== Segment start ==

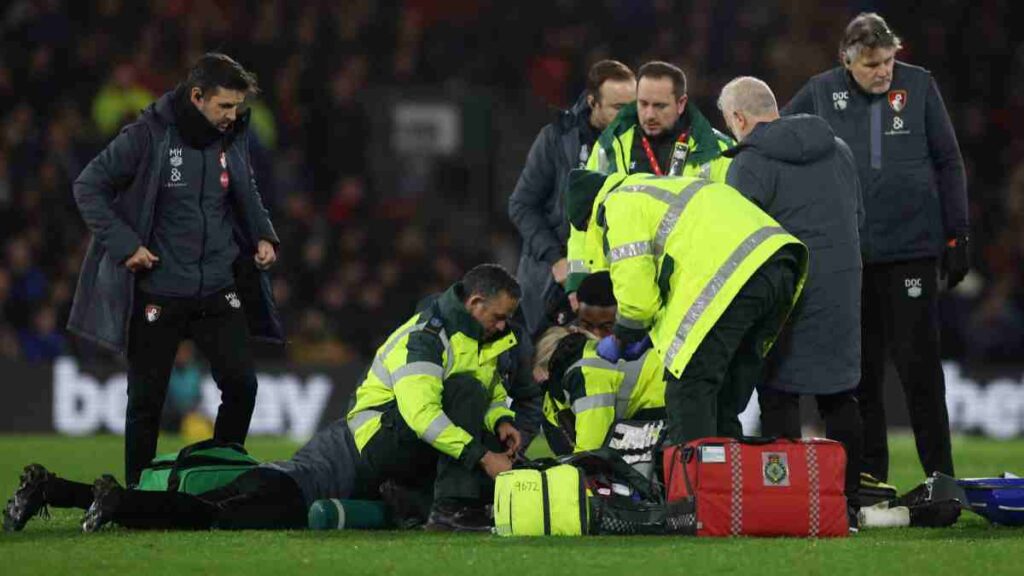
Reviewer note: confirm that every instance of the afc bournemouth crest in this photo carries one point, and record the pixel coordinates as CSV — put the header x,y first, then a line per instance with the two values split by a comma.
x,y
775,468
897,100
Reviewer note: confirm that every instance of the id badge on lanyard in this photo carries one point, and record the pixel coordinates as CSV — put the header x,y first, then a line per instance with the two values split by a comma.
x,y
679,153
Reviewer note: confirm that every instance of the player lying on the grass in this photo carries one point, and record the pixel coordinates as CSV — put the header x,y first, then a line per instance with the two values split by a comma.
x,y
273,495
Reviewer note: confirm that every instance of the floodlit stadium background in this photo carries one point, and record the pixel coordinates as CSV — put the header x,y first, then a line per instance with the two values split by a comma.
x,y
391,134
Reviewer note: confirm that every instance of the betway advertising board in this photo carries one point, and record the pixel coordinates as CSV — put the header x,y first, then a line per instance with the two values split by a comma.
x,y
67,398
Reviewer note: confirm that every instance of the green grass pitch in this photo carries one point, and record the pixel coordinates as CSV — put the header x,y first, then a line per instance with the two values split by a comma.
x,y
55,546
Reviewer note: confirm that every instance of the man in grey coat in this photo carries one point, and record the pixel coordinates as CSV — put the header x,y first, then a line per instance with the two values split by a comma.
x,y
536,205
180,246
800,173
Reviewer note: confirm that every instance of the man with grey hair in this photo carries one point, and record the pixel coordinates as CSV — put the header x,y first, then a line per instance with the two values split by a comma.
x,y
797,170
915,233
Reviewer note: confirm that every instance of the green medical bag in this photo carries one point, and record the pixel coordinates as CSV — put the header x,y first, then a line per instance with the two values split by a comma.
x,y
197,468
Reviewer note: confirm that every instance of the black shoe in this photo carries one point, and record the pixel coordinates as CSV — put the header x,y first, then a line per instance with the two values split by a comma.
x,y
873,490
29,499
407,507
105,497
454,518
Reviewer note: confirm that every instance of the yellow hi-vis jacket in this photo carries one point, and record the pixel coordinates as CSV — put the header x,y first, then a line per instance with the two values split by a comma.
x,y
612,155
680,250
410,368
601,393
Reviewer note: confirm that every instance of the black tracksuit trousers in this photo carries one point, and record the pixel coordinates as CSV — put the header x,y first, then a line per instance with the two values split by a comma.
x,y
217,325
899,317
260,498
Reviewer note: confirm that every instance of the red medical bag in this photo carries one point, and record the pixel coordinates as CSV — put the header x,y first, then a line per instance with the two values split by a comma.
x,y
757,487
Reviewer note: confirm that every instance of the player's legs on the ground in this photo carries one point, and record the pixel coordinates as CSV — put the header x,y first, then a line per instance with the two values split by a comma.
x,y
38,489
150,509
263,499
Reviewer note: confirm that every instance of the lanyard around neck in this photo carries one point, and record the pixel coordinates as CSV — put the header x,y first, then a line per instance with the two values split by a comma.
x,y
679,153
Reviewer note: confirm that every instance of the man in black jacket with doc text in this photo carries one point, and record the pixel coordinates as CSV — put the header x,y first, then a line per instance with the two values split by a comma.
x,y
915,231
180,246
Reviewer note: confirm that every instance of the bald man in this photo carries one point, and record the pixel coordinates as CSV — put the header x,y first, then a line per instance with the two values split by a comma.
x,y
800,173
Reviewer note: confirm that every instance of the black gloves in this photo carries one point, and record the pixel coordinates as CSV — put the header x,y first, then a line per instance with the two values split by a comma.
x,y
955,260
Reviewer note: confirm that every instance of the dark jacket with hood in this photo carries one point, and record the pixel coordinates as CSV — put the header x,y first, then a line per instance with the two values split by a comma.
x,y
537,210
800,173
117,195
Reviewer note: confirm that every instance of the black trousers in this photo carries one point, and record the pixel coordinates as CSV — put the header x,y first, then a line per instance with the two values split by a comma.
x,y
395,452
719,379
780,417
899,319
217,325
260,498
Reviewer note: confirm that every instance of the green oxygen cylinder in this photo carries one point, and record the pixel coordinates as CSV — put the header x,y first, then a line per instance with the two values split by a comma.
x,y
336,513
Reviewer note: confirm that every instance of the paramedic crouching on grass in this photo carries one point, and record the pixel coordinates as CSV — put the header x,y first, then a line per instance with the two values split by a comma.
x,y
432,400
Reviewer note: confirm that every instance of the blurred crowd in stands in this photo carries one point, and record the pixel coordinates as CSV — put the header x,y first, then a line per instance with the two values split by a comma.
x,y
354,260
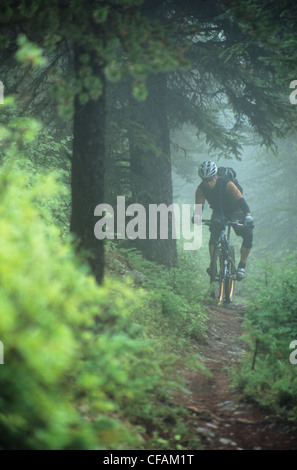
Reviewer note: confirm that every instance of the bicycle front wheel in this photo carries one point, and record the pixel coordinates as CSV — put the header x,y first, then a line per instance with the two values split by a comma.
x,y
229,282
217,276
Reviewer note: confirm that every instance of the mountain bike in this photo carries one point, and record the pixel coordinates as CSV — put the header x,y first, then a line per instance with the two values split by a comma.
x,y
223,269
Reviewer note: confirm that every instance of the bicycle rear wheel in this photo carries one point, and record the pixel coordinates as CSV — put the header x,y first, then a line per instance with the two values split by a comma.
x,y
229,282
216,275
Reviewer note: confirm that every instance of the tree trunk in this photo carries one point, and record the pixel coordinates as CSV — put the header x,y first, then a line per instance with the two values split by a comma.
x,y
151,178
87,179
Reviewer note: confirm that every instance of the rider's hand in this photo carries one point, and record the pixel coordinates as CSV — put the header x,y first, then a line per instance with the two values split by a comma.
x,y
248,220
196,219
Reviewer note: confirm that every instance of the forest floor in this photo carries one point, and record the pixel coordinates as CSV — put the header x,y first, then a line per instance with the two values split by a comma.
x,y
223,419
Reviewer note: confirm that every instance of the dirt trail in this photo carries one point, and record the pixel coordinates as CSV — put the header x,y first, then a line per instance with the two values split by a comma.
x,y
221,418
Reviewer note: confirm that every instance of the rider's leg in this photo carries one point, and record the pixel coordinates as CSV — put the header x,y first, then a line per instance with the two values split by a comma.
x,y
244,253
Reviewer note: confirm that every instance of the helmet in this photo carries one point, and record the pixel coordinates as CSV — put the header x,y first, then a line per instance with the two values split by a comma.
x,y
207,170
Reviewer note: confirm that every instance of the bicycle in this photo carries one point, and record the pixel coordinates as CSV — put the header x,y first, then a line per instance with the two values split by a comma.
x,y
223,269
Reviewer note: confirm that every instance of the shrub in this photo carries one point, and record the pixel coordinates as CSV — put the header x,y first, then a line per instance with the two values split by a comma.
x,y
267,375
73,357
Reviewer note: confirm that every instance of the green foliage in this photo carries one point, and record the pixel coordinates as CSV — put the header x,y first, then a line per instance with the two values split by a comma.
x,y
267,374
176,309
74,360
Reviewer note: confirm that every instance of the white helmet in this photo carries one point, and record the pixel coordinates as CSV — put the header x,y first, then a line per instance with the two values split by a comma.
x,y
207,170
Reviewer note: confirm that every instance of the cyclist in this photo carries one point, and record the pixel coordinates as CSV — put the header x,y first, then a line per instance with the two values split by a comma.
x,y
227,202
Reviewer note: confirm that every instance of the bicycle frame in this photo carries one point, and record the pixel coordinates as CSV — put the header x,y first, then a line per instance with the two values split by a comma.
x,y
224,254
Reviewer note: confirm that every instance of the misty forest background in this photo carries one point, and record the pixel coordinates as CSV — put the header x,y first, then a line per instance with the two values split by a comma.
x,y
128,97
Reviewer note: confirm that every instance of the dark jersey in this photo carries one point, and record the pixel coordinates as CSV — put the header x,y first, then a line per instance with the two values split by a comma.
x,y
224,196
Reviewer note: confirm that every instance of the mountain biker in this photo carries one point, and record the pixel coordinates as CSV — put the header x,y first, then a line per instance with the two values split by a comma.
x,y
227,202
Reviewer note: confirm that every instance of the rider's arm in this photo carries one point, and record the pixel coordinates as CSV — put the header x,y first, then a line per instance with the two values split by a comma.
x,y
199,199
237,196
199,196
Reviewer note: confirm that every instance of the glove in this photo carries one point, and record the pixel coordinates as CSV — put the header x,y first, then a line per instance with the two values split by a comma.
x,y
196,219
248,220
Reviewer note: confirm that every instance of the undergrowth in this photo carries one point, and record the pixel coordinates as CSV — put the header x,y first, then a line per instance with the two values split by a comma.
x,y
268,374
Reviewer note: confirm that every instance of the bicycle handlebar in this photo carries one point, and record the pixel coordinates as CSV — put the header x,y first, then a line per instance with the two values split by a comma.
x,y
234,223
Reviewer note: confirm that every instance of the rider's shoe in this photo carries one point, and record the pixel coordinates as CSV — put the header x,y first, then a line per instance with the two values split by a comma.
x,y
240,274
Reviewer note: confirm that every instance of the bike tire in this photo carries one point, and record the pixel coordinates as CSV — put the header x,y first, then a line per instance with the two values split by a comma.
x,y
216,276
229,282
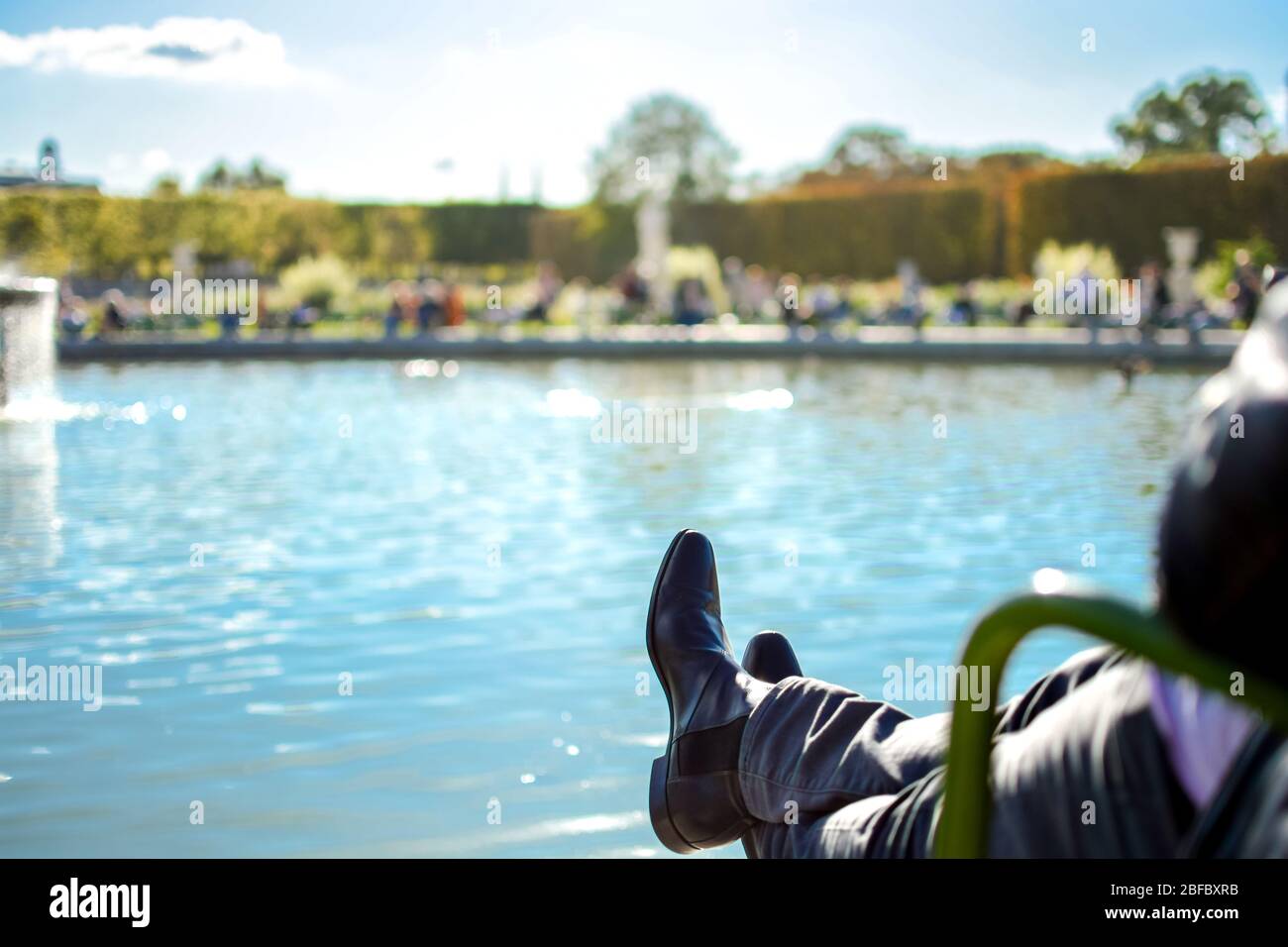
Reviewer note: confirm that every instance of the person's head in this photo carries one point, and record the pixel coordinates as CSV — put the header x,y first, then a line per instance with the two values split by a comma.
x,y
1223,567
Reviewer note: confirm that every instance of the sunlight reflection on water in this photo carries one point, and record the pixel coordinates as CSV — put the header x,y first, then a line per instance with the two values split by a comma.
x,y
476,566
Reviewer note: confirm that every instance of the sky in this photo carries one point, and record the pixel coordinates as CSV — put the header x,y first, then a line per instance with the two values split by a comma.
x,y
475,99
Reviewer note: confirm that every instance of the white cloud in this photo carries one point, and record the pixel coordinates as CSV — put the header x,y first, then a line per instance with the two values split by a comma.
x,y
184,48
156,159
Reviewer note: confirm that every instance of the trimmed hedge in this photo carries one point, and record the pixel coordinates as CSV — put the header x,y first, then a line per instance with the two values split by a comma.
x,y
952,232
1127,210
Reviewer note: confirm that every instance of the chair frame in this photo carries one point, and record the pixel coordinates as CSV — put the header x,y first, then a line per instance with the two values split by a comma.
x,y
964,819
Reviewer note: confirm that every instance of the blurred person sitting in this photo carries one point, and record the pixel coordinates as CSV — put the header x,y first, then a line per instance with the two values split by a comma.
x,y
549,285
72,317
402,304
432,311
798,767
961,311
692,304
115,315
1155,298
1244,289
634,291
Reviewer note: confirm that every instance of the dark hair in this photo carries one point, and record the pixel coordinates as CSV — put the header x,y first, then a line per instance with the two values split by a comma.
x,y
1223,567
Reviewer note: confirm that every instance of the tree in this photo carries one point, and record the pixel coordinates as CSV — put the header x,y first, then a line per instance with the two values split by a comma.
x,y
876,153
257,176
665,145
1211,114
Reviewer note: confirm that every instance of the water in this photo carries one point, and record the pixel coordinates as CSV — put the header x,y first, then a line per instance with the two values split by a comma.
x,y
232,543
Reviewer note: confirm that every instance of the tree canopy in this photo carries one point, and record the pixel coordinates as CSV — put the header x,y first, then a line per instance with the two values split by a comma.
x,y
257,176
665,145
1210,114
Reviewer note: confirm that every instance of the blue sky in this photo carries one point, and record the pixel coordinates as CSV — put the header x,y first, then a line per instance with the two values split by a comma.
x,y
428,101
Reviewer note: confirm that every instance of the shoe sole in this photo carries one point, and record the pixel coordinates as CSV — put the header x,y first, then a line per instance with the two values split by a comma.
x,y
658,812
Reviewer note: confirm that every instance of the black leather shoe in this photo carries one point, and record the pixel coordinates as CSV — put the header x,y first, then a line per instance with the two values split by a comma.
x,y
695,796
769,657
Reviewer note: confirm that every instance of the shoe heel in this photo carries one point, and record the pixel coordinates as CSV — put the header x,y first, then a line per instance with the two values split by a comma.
x,y
660,814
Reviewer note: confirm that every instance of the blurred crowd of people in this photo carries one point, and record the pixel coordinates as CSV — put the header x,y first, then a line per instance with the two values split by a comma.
x,y
729,294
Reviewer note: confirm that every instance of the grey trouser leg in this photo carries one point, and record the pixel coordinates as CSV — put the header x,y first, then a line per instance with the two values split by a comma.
x,y
1078,770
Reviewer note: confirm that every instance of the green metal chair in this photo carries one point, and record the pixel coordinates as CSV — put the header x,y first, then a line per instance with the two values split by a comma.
x,y
967,802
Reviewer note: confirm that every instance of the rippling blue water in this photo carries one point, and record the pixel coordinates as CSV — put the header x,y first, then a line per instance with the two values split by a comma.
x,y
481,566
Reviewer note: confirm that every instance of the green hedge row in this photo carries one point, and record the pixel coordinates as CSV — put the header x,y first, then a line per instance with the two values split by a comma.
x,y
112,237
1127,210
953,232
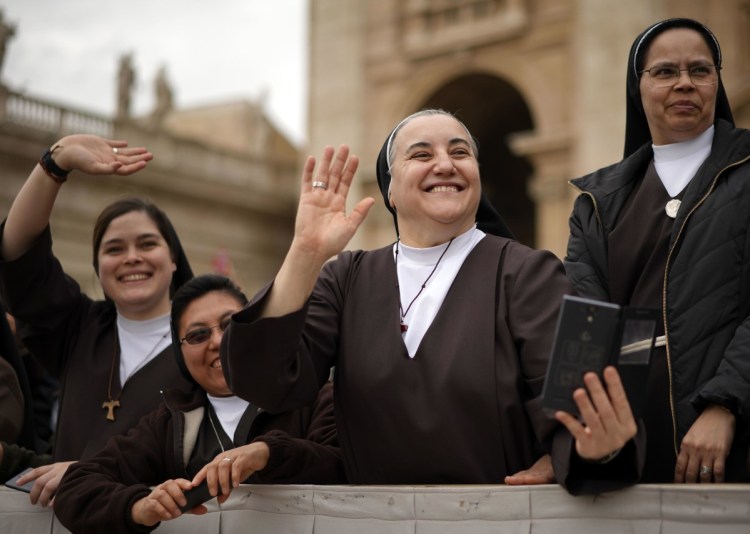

== Segment end ==

# [TASK DETAILS]
Repeat verbatim the lines from the one holding "Reviewer note: confirm that every instance of the rippling" through the end of the listing above, both ends included, but not the pictures.

# [SOLUTION TO THE PROBLEM]
Reviewer note: confirm that every instance of the rippling blue water in this photo carries one point, and record the pixel coordinates as CSV — put the header x,y first, then a line per instance with the two values split by a comma.
x,y
481,566
Reviewer note: confirm that every instance of the green hedge row in this photo carries one point, and record the pixel coordinates as CSV — put the header x,y first, then a line per instance with the two values split by a comma.
x,y
112,237
1127,210
953,232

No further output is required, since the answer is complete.